→ **Extract to read**
Exhibit 10.2
Amendment and Supplement
To Finder Agreement
April 6, 2000
This Amendment and Supplement (this "Supplement") amends and supplements the
Finder Agreement dated February 29, 2000 entered into by and between Endorex
Corporation (the "Company") and Paramount Capital, Inc. (the "Finder").
Capitalized terms used, but not defined, in this Supplement shall have the
meanings given to them in the Finder Agreement unless the context otherwise
requires.
A. Paragraph 1 of the Finder Agreement is hereby replaced in its entirety to
provide as follows:
1. Paramount will introduce the Company to "accredited investors" as
defined in Rule 501 of Regulation D promulgated under the Act for the purchase
of Units. Each "Unit" shall consist of (i) 21,164 shares of common stock of the
Company, par value $.001 per share (the "Common Stock") and (ii) a five year
warrant (collectively, the "Warrants") to purchase 5,291 shares of Common Stock,
such warrants to be exercisable, in whole or in part, at any time prior to the
fifth anniversary of the date of issuance at an exercise price equal to $5.91
per share of Common Stock underlying such Warrants (the Common Stock, the
Warrants, and the Common Stock issuable upon the exercise of the Warrants are
sometimes herein collectively referred to as the "Securities"). The purchase
price of each Unit shall be $100,000. The Company will sell a maximum number of
Units which would include up to 1,850,000 shares of Common Stock (exclusive of
the Warrants and any Paramount Warrants (as defined below)) (the "Maximum
Offering"). The sale of any Units is contingent upon the Company making sales of
a number of Units which would provide aggregate gross proceeds to the Company of
at least $2,000,000 (the "Minimum Offering"). "Trading Day" shall mean a day on
which the American Stock Exchange is open for the transaction of business.

→ **Data provided**
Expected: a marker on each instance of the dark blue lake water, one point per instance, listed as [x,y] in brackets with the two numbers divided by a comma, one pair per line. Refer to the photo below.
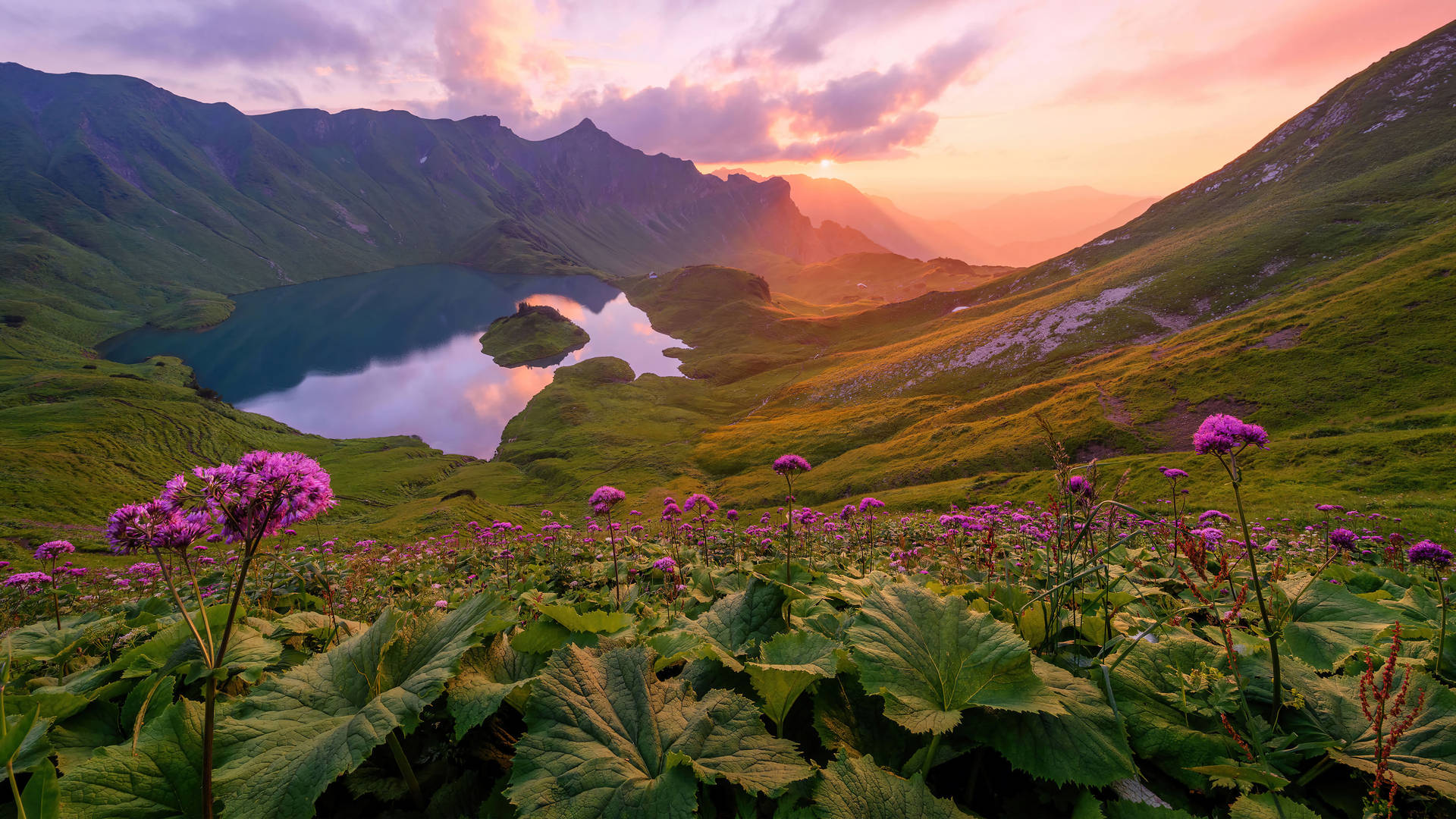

→ **What this exercise asks**
a – According to the amendment to the finder agreement, what is the purchase price of each Unit?
b – Pick up the amendment to the finder agreement after its last sentence and keep writing it.
The listing plays no role in this work.

→ **Responses per task**
a – $100,000

b –
B. Paragraph 9 of the Finder Agreement is hereby replaced in its entirety to
provide as follows:
9. Upon consummation of the Offering contemplated hereby, the Company will,
in consideration of the services rendered by Paramount in connection with the
Offering, issue to Paramount and/or its designees for no additional
consideration, warrants (the "Paramount Warrants") to acquire a number of shares
of Common Stock equal to the sum of (i) ten percent (10%) of the number of
shares of Common Stock included in the Units sold in the Offering and (ii) ten
percent (10%) of the number of shares of Common Stock issuable upon exercise of
Warrants contained in the Units sold in the Offering, exercisable for a period
of seven (7) years commencing six (6) months after the closing of the Offering
at an exercise price equal to $5.25 per share. The Paramount Warrants cannot be
exercised, transferred, sold, assigned or hypothecated for six (6) months except
that they may be assigned in whole or in part during such period to any NASD
member participating in the Offering or any officer or employee of Paramount or
any such NASD member. The Paramount Warrants will contain a cashless
exercise feature, anti-dilution protection and the right to have the Common
Stock issuable upon exercise thereof included on the Shelf Registration
Statement. In the event that the closing bid price for any 20 consecutive
Trading Days is at least 250% of the exercise price of Paramount Warrants, then
upon 30 days prior written notice to Paramount, the Company shall have the right
to redeem Paramount Warrants at a price equal to the exercise price if such
Paramount Warrants have not been exercised prior to the expiration of such 30
day period.
In witness whereof, the parties have caused this Amendment to be executed
as of the date first set forth above.
PARAMOUNT CAPITAL, INC.
By:______________________________
Name: Xxxxxxx X. Xxxxxxxxx, M.D.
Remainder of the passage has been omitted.